_Provided passage_:
---

Hot, dry weather is tough on plants. Here’s how to conserve water while maintaining your landscape.

By Heather Kirk-Ballard

LSU AgCenter Horticulturist

The high temperatures and heat stress we’ve experienced this summer is not only difficult for us. Our plants feel that heat, too. As we face changing weather patterns and, in some places, increasing water scarcity, it becomes crucial for individuals to play their part in conserving one of our most precious resources: water.

Gardeners and homeowners undoubtedly face challenges in the landscape with rising temperatures. Just as we cool off by sweating, plants let off heat through a similar process called transpiration. This is the process by which plants release water vapor from their leaves into the atmosphere. Water evaporates from the leaves through small pores called stomata. This evaporation process cools down the plant, similar to how sweating cools our skin.

Plants will need more water and a little more attention this time of year, especially when rain is scarce. This is especially true for plants that are not adapted to drought conditions. As we plan landscapes, it is important to select the right plants. Selecting plants that are drought tolerant, such as sedums and succulents, is a good place to start. Many ornamental plants these days are being bred for this quality.

In addition to choosing the right plants, we can also significantly contribute to water conservation by adopting sustainable practices in our landscapes. A well-designed home landscape not only enhances the beauty of the property but also can promote environmental responsibility.

---

_Problems_:
A – Write out the water-conservation article word for word between "By Heather Kirk-Ballard" and "cools our skin.", inclusive.
B – Resume the article on conserving water in a hot-weather landscape, picking up right after its last sentence.
The entries after this point are separate material, unrelated to the article on conserving water in a hot-weather landscape.

_Material_:
---

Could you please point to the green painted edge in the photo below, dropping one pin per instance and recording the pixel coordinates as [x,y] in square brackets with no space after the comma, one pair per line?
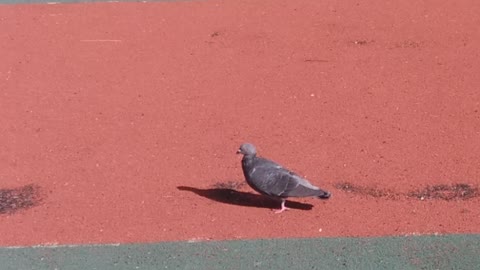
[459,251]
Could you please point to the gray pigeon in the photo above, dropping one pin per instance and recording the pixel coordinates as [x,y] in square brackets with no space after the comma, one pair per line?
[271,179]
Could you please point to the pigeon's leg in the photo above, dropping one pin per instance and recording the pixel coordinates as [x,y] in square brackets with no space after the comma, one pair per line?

---

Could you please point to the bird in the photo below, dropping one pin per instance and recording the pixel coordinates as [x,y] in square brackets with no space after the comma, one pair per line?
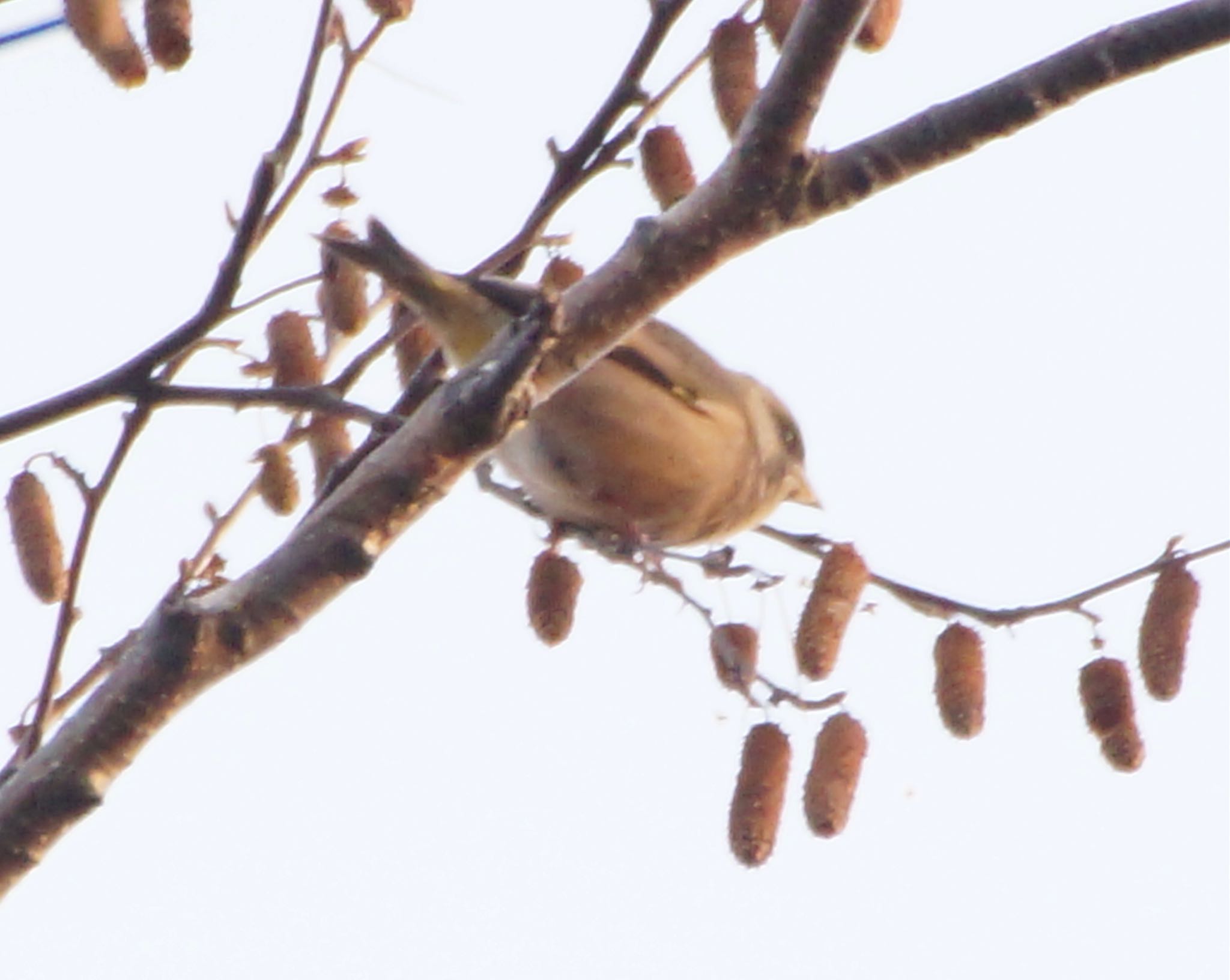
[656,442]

---

_Solved problems_:
A –
By Heather Kirk-Ballard

LSU AgCenter Horticulturist

The high temperatures and heat stress we’ve experienced this summer is not only difficult for us. Our plants feel that heat, too. As we face changing weather patterns and, in some places, increasing water scarcity, it becomes crucial for individuals to play their part in conserving one of our most precious resources: water.

Gardeners and homeowners undoubtedly face challenges in the landscape with rising temperatures. Just as we cool off by sweating, plants let off heat through a similar process called transpiration. This is the process by which plants release water vapor from their leaves into the atmosphere. Water evaporates from the leaves through small pores called stomata. This evaporation process cools down the plant, similar to how sweating cools our skin.

B –
When planning the layout of a home landscape, grouping plants with similar water requirements together can conserve water. Some plants thrive in moist conditions while others prefer drier soil. By arranging plants based on their water needs, homeowners can avoid overwatering or underwatering certain areas, encouraging healthier growth and saving water in the process.

Applying a layer of organic mulch around plants and in garden beds is an excellent water conservation strategy. Mulch helps retain soil moisture by reducing evaporation, regulating soil temperature and suppressing weed growth. This in turn decreases the frequency of watering, saving significant amounts of water over time.

Xeriscaping is a landscaping technique that focuses on using drought-resistant, native plants that require minimal water. By selecting plants adapted to the local climate, homeowners can significantly reduce water consumption while maintaining an attractive, functional landscape. Xeriscaping also reduces the need for fertilizers and pesticides, benefiting the environment as a whole.

One of the primary sources of water waste in home landscapes is inefficient irrigation systems. Traditional overhead sprinklers often lead to excessive water loss due to evaporation, wind drift and overwatering. A better alternative is to use drip irrigation or soaker hoses that deliver water directly to plant roots, minimizing evaporation and ensuring targeted watering. Additionally, installing a smart irrigation system with weather sensors and programmable timers can further optimize water usage by adjusting watering schedules based on weather conditions and plant needs.

Lawns can be major water consumers in home landscapes, especially if not maintained correctly. To reduce water usage in lawn care, raise the mower blade height to promote deeper root growth and water retention. Additionally, allowing the grass to grow slightly longer during hot seasons can help shade the soil and reduce evaporation. Consider replacing parts of the lawn with low-maintenance groundcovers or native grasses to further conserve water.

Capturing rainwater also can be an eco-friendly and economical way to supplement irrigation needs in home landscapes. Installing rain barrels or cisterns to collect rainwater from rooftops and gutters allows homeowners to store water for later use during dry periods. Rainwater harvesting not only reduces dependence on municipal water supplies but also helps prevent stormwater runoff and soil erosion.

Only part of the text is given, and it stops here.